RECORDS TO USE »
++++++++++++++++++++
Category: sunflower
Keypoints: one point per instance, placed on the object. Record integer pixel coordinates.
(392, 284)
++++++++++++++++++++
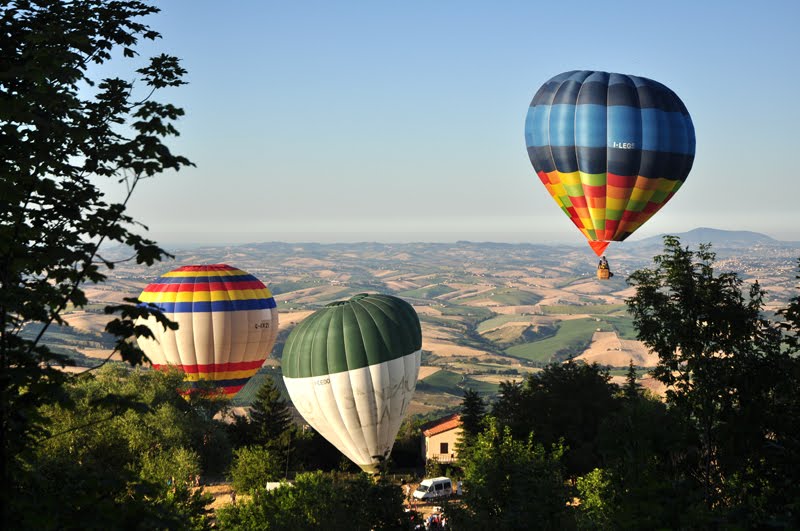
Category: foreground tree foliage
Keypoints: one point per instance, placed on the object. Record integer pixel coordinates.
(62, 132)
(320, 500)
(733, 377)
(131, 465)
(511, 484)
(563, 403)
++++++++++++++++++++
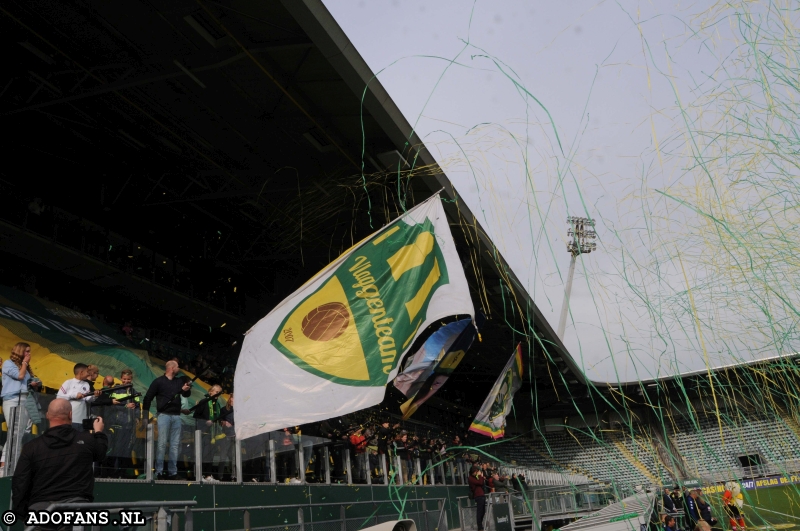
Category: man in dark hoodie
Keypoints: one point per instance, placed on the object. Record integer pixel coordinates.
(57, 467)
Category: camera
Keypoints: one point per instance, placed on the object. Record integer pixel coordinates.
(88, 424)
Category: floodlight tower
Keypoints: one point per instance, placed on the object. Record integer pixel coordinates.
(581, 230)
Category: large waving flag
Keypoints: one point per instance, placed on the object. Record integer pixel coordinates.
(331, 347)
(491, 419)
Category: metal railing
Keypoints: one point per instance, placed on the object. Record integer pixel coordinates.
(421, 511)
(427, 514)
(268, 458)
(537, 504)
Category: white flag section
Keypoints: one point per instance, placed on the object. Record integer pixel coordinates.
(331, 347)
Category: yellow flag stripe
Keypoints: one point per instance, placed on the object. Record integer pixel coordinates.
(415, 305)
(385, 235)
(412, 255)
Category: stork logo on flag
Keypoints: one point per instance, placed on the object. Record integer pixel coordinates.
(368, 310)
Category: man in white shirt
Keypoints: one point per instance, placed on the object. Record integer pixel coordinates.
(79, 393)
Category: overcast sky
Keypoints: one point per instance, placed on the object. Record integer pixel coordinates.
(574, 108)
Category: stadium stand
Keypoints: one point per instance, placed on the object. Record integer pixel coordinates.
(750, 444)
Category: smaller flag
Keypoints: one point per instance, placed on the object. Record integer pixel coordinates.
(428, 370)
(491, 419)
++++++++++++++++++++
WHAT IS ASKED » How many lines above contain the word "white"? Case counts. Give only the number.

RESPONSE » 2